--- Document extract Enclosed Below ---
Saturday, August 19, 2017

Authentic Witness

Last week in the context of his discerning the will of God through a conscious and considered practice of prayer, I mentioned Dietrich Bonhoeffer and the biography I have been reading.  Several people inquired afterward for clarification about him and the book, so let me share with you now something that may be helpful.
Dietrich Bonhoeffer was born in 1906 to a German protestant family of great social, cultural, and academic distinction, one of eight children, including a twin sister.  He lost one older brother killed in World War I.  Even among such precocious siblings, he stood out for his musical and intellectual abilities.  While it may seem like a logical progression to us, it was shocking to his family when his studies in theology led him seek a career not as a professor and scholar, but rather as a pastor. 


Having completed his doctoral studies while still too young to become a pastor (as I said, he was gifted), he worked with a German Lutheran community abroad in Spain, and spent a year in New York at Union Theological Seminary.  That gave him an experience of religious life in the United States, notably mainstream Protestant liberalism (using that term in the specific theological sense) and the black Christian communities.
Meanwhile, Germany went through the crushing poverties and shame that the victors of World War I placed upon it, leading to economic and social near-collapse, from which arose Adolf Hitler and the Nazis.  Not only Dietrich but his entire family discerned from the first moment not only the threat that Nazism presented, but also the authentic evil that underlay their program and propaganda.  Dietrich, however, as a significant figure in the German national protestant church, was faced with specific challenges and questions of what to say and do.
Without going into too much detail, let me just tell you that he resisted that evil at every level and in every way at his disposal.  Most of that would seem trifling “inside baseball” in questions of theology and pastoral practice, but in fact was of monumental consequence.  Bonhoeffer discerned that if he conceded to the bullies on these small points of speech and practice, what is commonly called “going along to get along,” he would have no solid ground on which to stand when the so-called “big questions” came around.  He worked actively against the Nazis and Hitler constantly from the beginning until the end.
For years I have heard of him as a theologian, especially in the context of his book whose title is usually rendered in English as The Cost of Discipleship.  But the book I have been reading is a recent biography by Eric Metaxas: Bonhoeffer: Pastor, Martyr, Prophet, Spy.  Long interested in the history of the period, including especially within Germany, I find myself binding together many threads of which I had been partially informed with what I am learning about Bonhoeffer.
--- End of Enclosed Document extract ---
--- Supplied material Enclosed Below ---
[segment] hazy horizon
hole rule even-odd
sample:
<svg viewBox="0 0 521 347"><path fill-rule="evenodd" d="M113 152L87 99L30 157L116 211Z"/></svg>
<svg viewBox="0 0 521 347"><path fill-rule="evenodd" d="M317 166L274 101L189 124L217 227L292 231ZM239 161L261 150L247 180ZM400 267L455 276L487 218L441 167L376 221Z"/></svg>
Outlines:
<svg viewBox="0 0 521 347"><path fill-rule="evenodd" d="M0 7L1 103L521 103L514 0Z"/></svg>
--- End of Enclosed Supplied material ---
Questions to answer:
• A. Using the Bonhoeffer post, answer these questions:
(i) In what year was Dietrich Bonhoeffer born?
(ii) At which institution in New York did he spend a year?
(iii) Who wrote the recent biography that the writer has been reading?
• B. Reproduce the Bonhoeffer post from "Dietrich Bonhoeffer was" to "as a pastor.".
Answer using only the Bonhoeffer post, not the rows.

Outputs in order:
• A.
(i) 1906
(ii) Union Theological Seminary
(iii) Eric Metaxas

• B.
Dietrich Bonhoeffer was born in 1906 to a German protestant family of great social, cultural, and academic distinction, one of eight children, including a twin sister.  He lost one older brother killed in World War I.  Even among such precocious siblings, he stood out for his musical and intellectual abilities.  While it may seem like a logical progression to us, it was shocking to his family when his studies in theology led him seek a career not as a professor and scholar, but rather as a pastor.